# WHAT THE EXERCISE ASKS:
Copy these lines of the data below word for word, starting at the line that contains "Return one point per instance of the sky" and ending after the line that contains "[(449, 478)]", with both of those lines included.

--- start DATA TO PROCESS ---

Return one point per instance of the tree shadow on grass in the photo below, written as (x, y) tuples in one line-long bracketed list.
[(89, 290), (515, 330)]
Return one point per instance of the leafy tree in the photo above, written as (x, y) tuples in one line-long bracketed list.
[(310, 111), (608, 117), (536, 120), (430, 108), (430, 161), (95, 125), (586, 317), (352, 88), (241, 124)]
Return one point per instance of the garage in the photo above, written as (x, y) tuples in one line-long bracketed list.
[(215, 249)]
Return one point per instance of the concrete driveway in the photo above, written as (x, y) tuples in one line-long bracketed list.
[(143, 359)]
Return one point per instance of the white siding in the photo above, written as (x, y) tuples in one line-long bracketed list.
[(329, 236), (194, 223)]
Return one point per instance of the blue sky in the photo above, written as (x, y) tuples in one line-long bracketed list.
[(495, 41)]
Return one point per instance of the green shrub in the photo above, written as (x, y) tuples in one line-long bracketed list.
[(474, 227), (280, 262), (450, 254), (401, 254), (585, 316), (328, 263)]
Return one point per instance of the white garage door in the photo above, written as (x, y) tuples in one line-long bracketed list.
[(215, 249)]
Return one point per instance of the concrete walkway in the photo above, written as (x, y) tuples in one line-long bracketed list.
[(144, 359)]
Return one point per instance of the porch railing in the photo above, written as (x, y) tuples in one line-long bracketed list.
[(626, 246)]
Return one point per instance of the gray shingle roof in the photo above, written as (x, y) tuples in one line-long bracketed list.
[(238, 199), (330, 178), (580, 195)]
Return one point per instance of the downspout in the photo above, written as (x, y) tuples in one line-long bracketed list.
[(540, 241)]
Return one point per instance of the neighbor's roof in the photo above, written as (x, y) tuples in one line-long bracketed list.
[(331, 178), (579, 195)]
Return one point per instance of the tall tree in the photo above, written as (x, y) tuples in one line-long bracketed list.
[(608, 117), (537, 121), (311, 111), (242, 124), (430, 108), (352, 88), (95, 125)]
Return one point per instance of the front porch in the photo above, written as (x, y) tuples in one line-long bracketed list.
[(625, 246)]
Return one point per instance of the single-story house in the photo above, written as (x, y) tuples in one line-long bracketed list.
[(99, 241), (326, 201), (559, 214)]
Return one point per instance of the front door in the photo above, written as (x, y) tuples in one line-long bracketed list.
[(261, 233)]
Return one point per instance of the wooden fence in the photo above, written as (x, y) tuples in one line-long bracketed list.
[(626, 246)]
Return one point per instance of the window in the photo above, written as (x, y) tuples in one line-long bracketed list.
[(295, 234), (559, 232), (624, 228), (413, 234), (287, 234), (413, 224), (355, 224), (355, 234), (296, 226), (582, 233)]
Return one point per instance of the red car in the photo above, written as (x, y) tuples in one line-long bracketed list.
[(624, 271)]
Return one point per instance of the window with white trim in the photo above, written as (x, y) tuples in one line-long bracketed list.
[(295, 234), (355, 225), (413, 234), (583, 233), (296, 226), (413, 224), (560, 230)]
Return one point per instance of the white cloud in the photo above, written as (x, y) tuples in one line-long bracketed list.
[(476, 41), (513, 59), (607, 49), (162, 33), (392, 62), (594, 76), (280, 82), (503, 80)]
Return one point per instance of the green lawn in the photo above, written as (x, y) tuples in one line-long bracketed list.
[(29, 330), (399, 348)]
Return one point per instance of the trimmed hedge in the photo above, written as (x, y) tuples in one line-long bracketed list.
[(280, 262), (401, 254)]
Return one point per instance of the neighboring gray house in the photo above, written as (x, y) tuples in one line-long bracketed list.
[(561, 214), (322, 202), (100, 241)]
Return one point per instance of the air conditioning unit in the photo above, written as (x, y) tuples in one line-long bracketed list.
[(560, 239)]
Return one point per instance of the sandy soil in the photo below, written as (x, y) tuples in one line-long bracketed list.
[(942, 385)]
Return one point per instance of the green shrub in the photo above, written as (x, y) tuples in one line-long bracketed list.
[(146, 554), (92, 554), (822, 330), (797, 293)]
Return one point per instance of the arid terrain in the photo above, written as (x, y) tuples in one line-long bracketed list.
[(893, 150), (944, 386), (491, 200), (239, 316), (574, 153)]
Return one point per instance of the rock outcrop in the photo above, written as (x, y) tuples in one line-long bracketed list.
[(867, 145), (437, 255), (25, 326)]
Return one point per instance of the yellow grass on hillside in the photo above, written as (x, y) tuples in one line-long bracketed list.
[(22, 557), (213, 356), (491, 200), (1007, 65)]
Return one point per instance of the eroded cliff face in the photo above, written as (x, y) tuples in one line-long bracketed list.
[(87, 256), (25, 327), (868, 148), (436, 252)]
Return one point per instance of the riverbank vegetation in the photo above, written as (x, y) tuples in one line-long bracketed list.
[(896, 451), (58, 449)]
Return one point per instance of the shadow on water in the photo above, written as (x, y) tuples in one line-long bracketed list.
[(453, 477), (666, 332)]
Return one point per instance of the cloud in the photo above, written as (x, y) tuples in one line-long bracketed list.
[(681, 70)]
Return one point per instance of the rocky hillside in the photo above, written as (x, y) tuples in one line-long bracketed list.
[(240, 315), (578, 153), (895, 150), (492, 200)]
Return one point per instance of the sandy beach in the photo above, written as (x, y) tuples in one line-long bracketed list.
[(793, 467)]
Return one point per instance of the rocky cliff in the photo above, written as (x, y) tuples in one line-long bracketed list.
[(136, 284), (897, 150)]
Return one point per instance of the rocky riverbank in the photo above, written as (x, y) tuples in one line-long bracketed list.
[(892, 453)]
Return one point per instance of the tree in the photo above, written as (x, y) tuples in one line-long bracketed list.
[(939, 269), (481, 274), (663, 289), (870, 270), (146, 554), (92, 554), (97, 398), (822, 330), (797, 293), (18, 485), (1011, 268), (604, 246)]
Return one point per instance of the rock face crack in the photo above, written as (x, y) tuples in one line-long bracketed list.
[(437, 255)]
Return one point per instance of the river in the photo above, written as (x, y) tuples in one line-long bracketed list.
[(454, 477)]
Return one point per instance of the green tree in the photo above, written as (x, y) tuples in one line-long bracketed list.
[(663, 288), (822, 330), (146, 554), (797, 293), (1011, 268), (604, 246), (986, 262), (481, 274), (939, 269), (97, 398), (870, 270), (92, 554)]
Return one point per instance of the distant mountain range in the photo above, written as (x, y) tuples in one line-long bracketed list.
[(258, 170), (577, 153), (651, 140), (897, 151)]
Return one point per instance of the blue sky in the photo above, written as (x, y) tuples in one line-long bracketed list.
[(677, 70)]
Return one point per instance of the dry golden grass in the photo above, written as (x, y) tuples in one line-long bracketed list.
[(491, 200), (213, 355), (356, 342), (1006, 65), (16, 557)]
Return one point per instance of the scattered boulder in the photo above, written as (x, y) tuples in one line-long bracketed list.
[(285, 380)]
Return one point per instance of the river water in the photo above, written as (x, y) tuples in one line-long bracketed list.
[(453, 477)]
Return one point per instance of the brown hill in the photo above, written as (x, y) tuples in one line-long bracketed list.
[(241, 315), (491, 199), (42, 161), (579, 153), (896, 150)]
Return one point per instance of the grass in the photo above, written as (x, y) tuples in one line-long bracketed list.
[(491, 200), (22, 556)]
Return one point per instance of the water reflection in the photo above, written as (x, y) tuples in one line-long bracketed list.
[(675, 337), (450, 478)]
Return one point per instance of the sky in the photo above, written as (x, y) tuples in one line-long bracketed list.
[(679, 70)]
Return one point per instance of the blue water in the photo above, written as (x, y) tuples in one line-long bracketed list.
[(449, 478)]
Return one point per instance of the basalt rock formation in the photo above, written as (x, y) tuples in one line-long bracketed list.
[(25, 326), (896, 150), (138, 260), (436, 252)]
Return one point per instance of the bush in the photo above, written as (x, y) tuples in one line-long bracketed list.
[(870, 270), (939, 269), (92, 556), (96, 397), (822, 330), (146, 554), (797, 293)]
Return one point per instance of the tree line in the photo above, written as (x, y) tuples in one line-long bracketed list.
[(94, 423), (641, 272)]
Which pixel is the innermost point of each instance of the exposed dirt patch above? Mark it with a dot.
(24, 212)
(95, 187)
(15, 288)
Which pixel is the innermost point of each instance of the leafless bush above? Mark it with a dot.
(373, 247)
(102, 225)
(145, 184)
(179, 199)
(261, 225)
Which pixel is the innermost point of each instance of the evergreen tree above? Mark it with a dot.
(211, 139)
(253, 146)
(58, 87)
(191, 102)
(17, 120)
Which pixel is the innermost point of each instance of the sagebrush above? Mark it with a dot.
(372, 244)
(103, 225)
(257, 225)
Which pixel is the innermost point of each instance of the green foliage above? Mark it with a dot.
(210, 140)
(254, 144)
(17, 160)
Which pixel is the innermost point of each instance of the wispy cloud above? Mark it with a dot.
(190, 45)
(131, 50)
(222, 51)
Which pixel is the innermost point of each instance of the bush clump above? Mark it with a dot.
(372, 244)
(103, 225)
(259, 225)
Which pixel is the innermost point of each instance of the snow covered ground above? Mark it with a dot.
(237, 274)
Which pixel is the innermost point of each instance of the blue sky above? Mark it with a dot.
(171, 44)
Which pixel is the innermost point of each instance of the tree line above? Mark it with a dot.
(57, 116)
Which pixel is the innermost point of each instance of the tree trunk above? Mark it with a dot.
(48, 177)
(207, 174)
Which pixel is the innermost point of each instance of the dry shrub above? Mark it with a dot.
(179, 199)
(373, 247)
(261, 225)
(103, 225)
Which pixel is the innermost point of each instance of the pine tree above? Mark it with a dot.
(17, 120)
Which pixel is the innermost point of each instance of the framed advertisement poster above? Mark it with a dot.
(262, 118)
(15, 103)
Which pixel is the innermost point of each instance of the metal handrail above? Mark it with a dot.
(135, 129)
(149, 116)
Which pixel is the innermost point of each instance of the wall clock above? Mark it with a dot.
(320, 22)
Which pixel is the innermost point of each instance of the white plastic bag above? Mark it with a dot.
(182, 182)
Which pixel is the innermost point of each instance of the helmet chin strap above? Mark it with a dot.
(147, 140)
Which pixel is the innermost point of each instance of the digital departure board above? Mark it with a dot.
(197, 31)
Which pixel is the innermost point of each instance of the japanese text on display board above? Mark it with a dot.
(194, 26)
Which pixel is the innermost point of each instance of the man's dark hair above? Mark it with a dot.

--- end DATA TO PROCESS ---

# SOLUTION TO THIS PROBLEM:
Return one point per instance of the sky in the photo above, written as (x, y) tuples in one line-long bracketed list.
[(679, 70)]
Return one point per instance of the blue water in the photo above, written as (x, y) tuples in one line-long bracketed list.
[(449, 478)]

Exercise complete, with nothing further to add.